== ISI TUGAS ==
Ubah paragraf yang diawali "Pemerintah sedang menghadapi defisit APBN" dalam teks pilihan menjadi daftar butir yang lebih ringkas, dengan tetap memuat fakta utamanya.

-------- TEKS PILIHAN

Pasal 9 UU ini menegaskan tentang posisi bebas BI. Tidak ada yang boleh campur
tangan. BI berada di luar sistem politik. Bahkan, Presiden sebagai penguasa
eksekutif tertinggi pun tidak bisa mengarahkan BI.
Pemerintah sedang menghadapi defisit APBN (Anggaran Pendapatan dan Belanja
Negara) sampai 853 T. Defisit ini diakibatkan wabah Covid-19. Pemerintah
harus menambah pengeluaran hampir 700 T. Sebenarnya, yang murni untuk
penanganan wabah ini hanya 75 T. Selebihnya untuk berbagai skema, termasuk
porsi yang cukup besar untuk penyelamatan korporasi.
Dimintalah perubahan APBN ke DPR. Tapi, sumber dana tidak ada. Mencari utang
baru tidak mudah. Surat Berharga Negara (SBN) yang selama ini diandalkan
untuk menjaring duit, tampaknya tidak mudah dijual. Bahkan, sejumlah
investor non-residence (asing) dilaporkan melepas SBN senilai 130 T.

----------------
-------- DATA TERSIMPAN

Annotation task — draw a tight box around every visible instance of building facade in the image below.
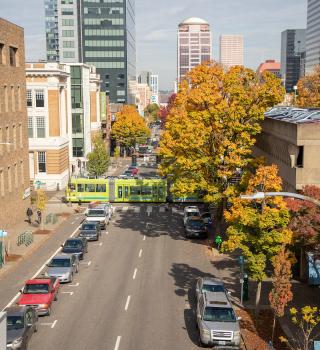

----------------

== PENYELESAIAN SOAL ==
- Defisit APBN mencapai 853 T akibat wabah Covid-19.
- Pemerintah harus menambah pengeluaran hampir 700 T.
- Dari jumlah itu, hanya 75 T yang murni untuk penanganan wabah.
- Sisanya untuk berbagai skema, termasuk porsi cukup besar untuk penyelamatan korporasi.